**What to work on:** Carry on the article below about a multi-sensor array for detecting nocturnal bird migration, starting right after its last sentence.

**Document excerpt:**
--- --- ---

A multi-sensor array for detecting and analyzing nocturnal avian migration

Abstract

Avian migration has fascinated humans for centuries. Insights into the lives of migrant birds are often elusive; however, recent, standalone technological innovations have revolutionized our understanding of this complex biological phenomenon. A future challenge for following these highly mobile animals is the necessity of bringing multiple technologies together to capture a more complete understanding of their movements. Here, we designed a proof-of-concept multi-sensor array consisting of two weather surveillance radars (WSRs), one local and one regional, an autonomous moon-watching sensor capable of detecting birds flying in front of the moon, and an autonomous recording unit (ARU) capable of recording avian nocturnal flight calls. We deployed this array at a field site in central Oklahoma on select nights in March, April, and May of 2021 and integrated data from this array with wind data corresponding to this site to examine the influence of wind on the movements of spring migrants aloft across these spring nights. We found that regional avian migration intensity is statistically significantly negatively correlated with wind velocity, in line with previous research. Furthermore, we found evidence suggesting that when faced with strong, southerly winds, migrants take advantage of these conditions by adjusting their flight direction by drifting. Importantly, we found that most of the migration intensities detected by the sensors were intercorrelated, except when this correlation could not be ascertained because we lacked the sample size to do so. This study demonstrates the potential for multi-sensor arrays to reveal the detailed ways in which avian migrants move in response to changing atmospheric conditions while in flight.

--- --- ---

**Extracted information:**
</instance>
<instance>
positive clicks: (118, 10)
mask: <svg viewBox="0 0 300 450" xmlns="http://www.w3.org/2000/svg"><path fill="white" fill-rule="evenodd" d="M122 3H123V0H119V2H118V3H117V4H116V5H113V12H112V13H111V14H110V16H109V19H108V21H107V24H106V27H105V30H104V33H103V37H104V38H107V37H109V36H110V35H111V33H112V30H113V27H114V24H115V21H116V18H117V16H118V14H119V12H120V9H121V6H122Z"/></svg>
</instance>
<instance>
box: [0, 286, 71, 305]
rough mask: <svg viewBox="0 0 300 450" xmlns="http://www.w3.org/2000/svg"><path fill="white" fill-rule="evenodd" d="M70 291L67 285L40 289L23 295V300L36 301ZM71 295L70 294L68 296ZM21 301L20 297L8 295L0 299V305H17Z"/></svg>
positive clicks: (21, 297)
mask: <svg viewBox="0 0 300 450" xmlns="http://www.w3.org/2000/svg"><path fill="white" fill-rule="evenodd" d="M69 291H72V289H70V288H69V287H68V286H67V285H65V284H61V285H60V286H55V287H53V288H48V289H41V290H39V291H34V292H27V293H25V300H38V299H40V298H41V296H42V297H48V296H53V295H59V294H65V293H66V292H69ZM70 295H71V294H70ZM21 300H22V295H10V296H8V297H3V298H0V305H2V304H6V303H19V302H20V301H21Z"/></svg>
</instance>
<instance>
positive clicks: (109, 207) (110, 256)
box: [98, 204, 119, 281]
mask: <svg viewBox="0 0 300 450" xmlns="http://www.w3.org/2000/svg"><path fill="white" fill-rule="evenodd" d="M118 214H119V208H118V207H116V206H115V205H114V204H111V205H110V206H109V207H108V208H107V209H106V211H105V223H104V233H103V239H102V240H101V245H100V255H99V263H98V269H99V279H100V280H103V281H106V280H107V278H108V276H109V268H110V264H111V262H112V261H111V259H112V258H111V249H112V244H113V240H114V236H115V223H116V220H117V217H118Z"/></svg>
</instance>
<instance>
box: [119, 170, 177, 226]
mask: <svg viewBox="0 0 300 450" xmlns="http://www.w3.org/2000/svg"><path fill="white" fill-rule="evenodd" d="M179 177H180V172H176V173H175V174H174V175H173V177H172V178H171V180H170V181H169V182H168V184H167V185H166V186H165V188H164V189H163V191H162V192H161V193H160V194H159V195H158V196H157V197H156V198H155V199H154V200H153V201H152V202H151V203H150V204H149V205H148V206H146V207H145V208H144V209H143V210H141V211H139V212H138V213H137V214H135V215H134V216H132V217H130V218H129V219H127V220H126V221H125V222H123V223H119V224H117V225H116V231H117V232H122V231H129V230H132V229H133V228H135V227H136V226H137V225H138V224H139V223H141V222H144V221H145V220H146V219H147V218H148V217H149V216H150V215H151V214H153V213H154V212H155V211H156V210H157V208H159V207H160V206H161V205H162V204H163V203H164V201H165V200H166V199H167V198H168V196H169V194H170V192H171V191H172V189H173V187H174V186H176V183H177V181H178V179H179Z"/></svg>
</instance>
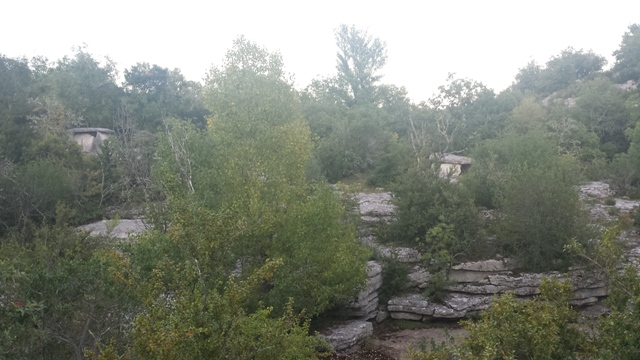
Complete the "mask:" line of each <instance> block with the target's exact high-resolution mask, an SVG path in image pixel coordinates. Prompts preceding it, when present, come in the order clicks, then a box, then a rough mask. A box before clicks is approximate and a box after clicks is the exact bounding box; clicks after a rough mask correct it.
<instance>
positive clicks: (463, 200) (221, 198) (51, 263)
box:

--- --- ---

**Task output:**
Keywords: Avian migration; Data integration; Remote sensing; Weather surveillance radar.

Figure 1. Relationship between the number of birds detected by LunAero and the regional avian migration intensity from KTLX in the atmosphere above KAEFS on select nights in March, April, and May of 2021.

Each data point corresponds to a 1-h period on the night of March 26, March 27, March 28, March 29, April 24, or May 25, 2021. Each date is associated with a different color.

Figure 2. Relationship between the local avian migration intensity detected by PX-1000 and the regional avian migration intensity detected by KTLX in the atmosphere above KAEFS in the spring of 2021.

(A) Relationship on the night of May 25, 2021. (B) Relationship on the nights of March 26, March 27, March 28, March 29, and April 24, 2021. Each data point corresponds to a ~10-min period, which is the temporal resolution of the KTLX weather surveillance radar (WSR). The regional migration intensity on the night of May 25, 2021 significantly predicts and explains 59.1% of the variance in local migration intensity (β = 5.00 ± 0.321, P < 0.001).

Figure 3. Direction and velocity of the wind in the atmosphere above the Kessler Atmospheric and Ecological Field Station (KAEFS) on select nights in March, April, and May of 2021.

This polar plot shows wind direction as the angle in degrees clockwise from north and velocity as the distance between the data point and the origin. Each data point corresponds to a 3-h period for a given date, represented by a color. This data stems from the National Centers for Environmental Prediction (NCEP)’s North American Regional Reanalysis (NARR).

Figure 4. Relationship between regional avian migration intensity detected by KTLX and wind velocity in the atmosphere above KAEFS on select nights in March, April, and May of 2021.

Each data point corresponds to a ~10-min period, which is the temporal resolution of the KTLX weather surveillance radar (WSR), for the nights of March 26, March 27, March 28, March 29, April 24, and May 25 of 2021. The wind data stems from the NCEP’s NARR.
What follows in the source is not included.